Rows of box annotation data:
----

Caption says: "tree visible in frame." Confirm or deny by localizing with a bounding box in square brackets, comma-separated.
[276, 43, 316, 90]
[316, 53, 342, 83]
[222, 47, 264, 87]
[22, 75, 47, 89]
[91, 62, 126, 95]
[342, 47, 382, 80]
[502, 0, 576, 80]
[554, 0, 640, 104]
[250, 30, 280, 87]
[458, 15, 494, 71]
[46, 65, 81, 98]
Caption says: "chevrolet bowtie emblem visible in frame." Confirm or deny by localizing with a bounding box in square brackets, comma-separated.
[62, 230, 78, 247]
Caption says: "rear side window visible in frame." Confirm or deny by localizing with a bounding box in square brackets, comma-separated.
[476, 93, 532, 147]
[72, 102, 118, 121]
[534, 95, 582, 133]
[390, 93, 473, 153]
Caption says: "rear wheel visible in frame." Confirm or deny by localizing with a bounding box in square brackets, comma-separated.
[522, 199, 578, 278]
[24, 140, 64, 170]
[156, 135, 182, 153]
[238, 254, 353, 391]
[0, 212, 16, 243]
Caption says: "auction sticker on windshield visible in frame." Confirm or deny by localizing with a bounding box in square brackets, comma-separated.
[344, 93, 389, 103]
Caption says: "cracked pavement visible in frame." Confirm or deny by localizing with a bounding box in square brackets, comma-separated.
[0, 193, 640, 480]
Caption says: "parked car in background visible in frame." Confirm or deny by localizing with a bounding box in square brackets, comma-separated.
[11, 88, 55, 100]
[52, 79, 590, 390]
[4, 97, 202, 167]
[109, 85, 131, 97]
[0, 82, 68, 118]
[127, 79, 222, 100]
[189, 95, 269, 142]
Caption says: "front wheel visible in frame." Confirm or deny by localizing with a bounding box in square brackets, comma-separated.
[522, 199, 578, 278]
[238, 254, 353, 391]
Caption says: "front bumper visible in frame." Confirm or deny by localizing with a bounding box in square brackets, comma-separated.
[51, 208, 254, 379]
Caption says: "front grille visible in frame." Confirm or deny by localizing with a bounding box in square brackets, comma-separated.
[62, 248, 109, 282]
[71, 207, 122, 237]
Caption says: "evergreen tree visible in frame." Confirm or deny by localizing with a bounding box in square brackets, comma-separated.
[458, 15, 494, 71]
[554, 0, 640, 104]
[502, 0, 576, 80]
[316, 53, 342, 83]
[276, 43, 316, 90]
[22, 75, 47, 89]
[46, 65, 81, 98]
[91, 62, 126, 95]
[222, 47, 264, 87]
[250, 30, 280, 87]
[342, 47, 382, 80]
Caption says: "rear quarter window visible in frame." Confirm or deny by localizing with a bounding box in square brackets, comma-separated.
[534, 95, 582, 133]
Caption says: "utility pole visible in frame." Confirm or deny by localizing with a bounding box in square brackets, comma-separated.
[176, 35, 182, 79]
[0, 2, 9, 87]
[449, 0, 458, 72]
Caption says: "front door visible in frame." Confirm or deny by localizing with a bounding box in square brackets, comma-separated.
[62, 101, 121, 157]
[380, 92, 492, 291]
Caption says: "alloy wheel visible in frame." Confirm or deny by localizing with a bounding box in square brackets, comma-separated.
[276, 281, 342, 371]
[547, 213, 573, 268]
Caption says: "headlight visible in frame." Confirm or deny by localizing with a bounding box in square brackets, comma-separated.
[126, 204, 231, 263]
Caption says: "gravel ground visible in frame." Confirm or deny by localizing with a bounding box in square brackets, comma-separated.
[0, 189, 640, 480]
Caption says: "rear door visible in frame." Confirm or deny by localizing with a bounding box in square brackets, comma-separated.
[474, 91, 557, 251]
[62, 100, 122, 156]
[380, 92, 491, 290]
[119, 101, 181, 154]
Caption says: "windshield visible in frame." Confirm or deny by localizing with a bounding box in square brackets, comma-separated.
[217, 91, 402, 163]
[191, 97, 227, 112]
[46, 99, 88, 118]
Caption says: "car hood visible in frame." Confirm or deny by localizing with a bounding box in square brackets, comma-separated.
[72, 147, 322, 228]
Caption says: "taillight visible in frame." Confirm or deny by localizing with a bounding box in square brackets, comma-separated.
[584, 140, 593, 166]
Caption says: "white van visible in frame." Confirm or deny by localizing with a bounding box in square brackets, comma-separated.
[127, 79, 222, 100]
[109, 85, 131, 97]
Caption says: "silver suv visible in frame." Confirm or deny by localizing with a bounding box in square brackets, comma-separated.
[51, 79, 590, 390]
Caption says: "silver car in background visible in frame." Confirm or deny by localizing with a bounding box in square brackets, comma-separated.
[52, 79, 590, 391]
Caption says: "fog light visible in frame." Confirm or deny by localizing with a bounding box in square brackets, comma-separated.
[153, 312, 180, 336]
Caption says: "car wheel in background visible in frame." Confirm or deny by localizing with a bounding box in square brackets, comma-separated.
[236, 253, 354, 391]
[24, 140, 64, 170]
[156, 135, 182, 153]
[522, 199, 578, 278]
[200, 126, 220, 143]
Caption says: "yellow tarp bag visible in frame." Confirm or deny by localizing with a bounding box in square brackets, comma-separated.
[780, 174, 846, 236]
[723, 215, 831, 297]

----

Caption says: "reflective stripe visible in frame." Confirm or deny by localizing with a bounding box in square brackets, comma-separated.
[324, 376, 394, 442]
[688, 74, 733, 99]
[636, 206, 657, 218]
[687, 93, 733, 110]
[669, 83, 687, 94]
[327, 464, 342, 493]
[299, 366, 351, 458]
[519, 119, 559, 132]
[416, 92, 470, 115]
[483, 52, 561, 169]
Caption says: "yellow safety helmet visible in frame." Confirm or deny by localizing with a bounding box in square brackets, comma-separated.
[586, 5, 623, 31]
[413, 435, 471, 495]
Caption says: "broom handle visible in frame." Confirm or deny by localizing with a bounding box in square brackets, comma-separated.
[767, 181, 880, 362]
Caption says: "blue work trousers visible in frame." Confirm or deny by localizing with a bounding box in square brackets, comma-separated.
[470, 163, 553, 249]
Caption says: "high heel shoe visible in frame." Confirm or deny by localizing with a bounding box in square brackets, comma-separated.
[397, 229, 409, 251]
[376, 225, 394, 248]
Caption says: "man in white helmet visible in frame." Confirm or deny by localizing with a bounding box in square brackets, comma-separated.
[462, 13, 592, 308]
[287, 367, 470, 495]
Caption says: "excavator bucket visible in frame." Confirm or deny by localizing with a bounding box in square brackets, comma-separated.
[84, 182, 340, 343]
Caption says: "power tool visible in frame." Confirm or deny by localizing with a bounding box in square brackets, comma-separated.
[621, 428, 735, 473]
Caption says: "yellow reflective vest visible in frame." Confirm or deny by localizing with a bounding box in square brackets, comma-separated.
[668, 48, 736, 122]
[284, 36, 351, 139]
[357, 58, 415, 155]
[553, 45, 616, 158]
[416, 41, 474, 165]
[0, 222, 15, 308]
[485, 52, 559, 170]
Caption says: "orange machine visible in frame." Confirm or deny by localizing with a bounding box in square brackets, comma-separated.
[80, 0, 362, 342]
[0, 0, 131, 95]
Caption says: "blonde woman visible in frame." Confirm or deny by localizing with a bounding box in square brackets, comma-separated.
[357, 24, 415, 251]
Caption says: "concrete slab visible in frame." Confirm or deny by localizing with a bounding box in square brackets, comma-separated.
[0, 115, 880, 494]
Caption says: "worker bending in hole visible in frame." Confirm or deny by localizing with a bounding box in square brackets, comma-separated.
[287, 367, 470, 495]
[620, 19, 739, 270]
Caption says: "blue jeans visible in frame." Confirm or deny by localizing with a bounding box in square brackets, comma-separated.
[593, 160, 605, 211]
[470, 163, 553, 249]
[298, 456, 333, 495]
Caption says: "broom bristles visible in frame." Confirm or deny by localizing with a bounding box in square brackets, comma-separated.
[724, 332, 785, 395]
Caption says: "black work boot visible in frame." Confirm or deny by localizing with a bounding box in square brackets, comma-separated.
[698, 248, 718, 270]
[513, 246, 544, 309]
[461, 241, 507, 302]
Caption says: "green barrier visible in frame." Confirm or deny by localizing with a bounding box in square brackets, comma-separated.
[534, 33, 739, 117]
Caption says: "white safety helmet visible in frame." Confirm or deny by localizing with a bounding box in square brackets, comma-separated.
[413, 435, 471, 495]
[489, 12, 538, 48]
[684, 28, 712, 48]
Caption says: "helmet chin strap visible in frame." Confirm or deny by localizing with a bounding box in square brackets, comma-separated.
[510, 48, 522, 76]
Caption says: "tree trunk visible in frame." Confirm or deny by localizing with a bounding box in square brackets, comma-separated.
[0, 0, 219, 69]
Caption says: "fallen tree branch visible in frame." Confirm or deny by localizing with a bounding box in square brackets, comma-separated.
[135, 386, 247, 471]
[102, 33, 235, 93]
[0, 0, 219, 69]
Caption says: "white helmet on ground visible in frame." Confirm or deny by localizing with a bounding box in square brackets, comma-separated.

----

EXERCISE GOAL: Please copy out everything from the line containing "pavement visible in" down to the line containing "[0, 193, 640, 480]", with both of those lines included and each line reproduced without any change.

RESPONSE TO THIS EXERCISE:
Caption says: "cracked pavement visible in frame." Confirm or deny by localizing with a bounding box in square brackets, comma-separated.
[0, 193, 640, 480]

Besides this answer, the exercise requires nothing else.